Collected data
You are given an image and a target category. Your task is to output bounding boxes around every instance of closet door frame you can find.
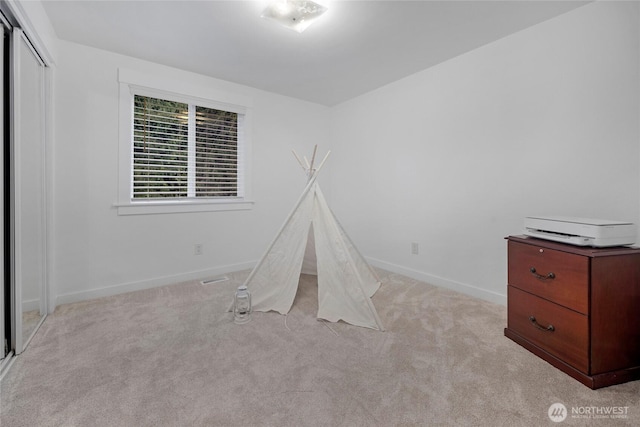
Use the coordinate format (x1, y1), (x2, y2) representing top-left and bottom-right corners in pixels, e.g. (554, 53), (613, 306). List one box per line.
(10, 28), (49, 354)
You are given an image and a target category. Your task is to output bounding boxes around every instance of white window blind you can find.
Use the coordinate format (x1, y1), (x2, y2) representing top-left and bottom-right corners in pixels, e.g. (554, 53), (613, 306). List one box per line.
(132, 95), (241, 200)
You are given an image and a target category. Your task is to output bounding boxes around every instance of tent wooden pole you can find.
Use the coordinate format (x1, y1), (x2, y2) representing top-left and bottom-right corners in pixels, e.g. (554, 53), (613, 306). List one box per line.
(239, 151), (331, 290)
(309, 144), (318, 173)
(291, 150), (307, 172)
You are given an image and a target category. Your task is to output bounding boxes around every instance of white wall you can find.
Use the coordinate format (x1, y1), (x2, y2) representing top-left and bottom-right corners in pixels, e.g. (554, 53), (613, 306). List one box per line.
(52, 41), (329, 304)
(331, 2), (640, 302)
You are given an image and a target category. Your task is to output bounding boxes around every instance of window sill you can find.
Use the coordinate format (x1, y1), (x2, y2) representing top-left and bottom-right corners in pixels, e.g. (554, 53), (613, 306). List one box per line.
(113, 200), (253, 215)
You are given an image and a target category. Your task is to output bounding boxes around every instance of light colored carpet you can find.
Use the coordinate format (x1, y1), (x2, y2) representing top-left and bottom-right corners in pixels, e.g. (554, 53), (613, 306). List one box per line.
(0, 271), (640, 427)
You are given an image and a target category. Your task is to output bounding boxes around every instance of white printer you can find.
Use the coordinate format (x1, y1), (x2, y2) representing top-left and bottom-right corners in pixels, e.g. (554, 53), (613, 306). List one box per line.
(524, 216), (636, 247)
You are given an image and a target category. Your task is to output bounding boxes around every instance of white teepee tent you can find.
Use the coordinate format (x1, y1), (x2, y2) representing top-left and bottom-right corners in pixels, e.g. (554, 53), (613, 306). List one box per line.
(240, 149), (384, 331)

WHAT TO WORK ON :: Gather every line in the records above that contains the string "white".

THE RESULT ::
You are given an image and a target category. Your task is to output bounding boxes around every instance of white window blind you can find.
You are given an image and a target category. Your task is to output bounding boxes around every instance of white wall you can find.
You are given an image and a target category. Your task is to output bounding boxes around every instance of white printer you can find.
You are given an image and a target category. Your task is to output bounding boxes around every instance of white teepee tent you can find.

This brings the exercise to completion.